▸ **DIRECTIVE**: Could you copy out the data below word for word, starting at the very beginning and continuing through the line that contains "<point>257,113</point>"? Leave the pictures out.

▸ **SUPPLIED RECORDS**:
>> begin
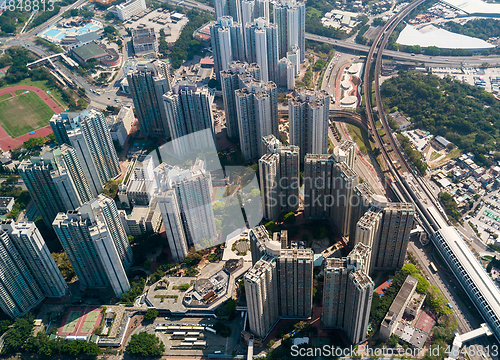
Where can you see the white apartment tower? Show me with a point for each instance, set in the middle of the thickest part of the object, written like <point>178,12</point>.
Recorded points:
<point>29,273</point>
<point>286,78</point>
<point>279,178</point>
<point>386,229</point>
<point>347,297</point>
<point>328,191</point>
<point>261,288</point>
<point>257,113</point>
<point>227,39</point>
<point>185,200</point>
<point>88,133</point>
<point>233,79</point>
<point>130,8</point>
<point>261,46</point>
<point>290,17</point>
<point>228,8</point>
<point>95,241</point>
<point>171,214</point>
<point>295,268</point>
<point>308,113</point>
<point>56,182</point>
>> end
▸ **SOLVED EXERCISE**:
Where can you see the white apartment tower? Show me with a point for each instance, set in the middle of the thickest part of the object, written like <point>178,12</point>.
Recorded points:
<point>29,273</point>
<point>286,78</point>
<point>279,178</point>
<point>386,229</point>
<point>347,297</point>
<point>328,191</point>
<point>261,288</point>
<point>257,113</point>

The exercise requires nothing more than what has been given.